What the task requires:
Answer these questions from the text about the Good News:
1. What does the text say the Gospel is not, although we often treat it as such?
2. Which words of the Lord from another part of the Gospel does the text quote?
3. Which practical things does the text say will have long disappeared while the effect and memory of wasted time remain?
======== Extracted text ========
We sometimes get a little mixed up about what the Good News is. We know that the Lord sends us all out to preach the Good News, but we tend to think of it in terms of doctrines or laws, about what is right or wrong and about what will happen to us if we choose the wrong path, but, if we are honest, that is hardly “Good News”! The Gospel, the Good News, is not a sacred text – although we often treat it as such – but is a story that tells us we are loved, cared for, wanted and the one who is behind all the loving – and also behind us prompting us and urging us on to care – is God. Such a message cannot be communicated by rules and regulations – even though they have an important part in the Christian life – such a message can only be brought by people, who are willing to sit down with those who are sick or in trouble and, maybe, give them a sweetie. It can only really be done by wasting time with them, such as by telling them stories – for, if you think about it, we only really waste time with those we love. But, as those boys taught me, the effect and the memory of those things will remain – long after refurbished toilets and other practical things have long disappeared.
The Lord is not saying that we should not do those other things – such as working so that our children can have food on the table and a house to live in – on the contrary, we cannot love people without doing these things. What the Lord is saying is: Remember “why” you are doing those things – and remember that it is your love that will remain and be remembered, when those other things, you have worked hard for, have passed away. As the Lord himself puts it, in another part of the Gospel: “Work for treasure that will last!” The houses we will build, will one day crumble, the work we do, will one day be forgotten, the beautiful things around us that we admire will also one day cease to be, but the memory of love given and received, even in something as small as a sweetie, will remain forever.
======== Records provided ========
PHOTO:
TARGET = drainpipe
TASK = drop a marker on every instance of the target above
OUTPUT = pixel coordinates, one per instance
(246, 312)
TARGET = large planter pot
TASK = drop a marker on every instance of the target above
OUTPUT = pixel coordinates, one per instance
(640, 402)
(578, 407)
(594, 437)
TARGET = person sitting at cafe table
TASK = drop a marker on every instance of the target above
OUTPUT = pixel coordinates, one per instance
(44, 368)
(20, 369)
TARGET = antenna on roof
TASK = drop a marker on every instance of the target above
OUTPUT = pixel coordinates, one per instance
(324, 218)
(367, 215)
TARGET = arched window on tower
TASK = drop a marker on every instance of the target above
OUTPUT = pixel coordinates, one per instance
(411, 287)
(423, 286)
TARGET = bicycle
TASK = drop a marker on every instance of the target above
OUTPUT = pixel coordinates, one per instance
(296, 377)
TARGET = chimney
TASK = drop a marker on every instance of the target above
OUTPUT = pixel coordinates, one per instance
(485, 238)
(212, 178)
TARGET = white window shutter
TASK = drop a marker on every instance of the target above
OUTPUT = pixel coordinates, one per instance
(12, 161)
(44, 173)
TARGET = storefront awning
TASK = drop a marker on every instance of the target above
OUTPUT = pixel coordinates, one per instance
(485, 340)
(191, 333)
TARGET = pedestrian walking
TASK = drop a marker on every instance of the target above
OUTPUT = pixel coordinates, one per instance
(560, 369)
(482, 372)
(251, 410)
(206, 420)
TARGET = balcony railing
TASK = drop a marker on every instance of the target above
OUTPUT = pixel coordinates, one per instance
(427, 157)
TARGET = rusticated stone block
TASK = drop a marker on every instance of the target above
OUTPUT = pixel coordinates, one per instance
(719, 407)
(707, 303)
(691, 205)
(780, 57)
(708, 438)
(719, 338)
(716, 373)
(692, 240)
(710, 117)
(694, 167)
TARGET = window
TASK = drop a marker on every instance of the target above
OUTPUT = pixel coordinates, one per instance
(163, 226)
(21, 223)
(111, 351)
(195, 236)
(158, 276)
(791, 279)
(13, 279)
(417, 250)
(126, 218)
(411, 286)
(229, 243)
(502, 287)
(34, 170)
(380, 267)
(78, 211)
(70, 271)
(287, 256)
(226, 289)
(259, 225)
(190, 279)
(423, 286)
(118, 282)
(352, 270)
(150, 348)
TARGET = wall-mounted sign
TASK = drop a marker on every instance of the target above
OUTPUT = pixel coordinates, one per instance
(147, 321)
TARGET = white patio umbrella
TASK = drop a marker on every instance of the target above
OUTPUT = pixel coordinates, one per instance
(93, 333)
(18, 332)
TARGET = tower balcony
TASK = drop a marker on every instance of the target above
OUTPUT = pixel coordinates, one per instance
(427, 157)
========
Response box:
1. A sacred text.
2. "Work for treasure that will last!"
3. Refurbished toilets and other practical things.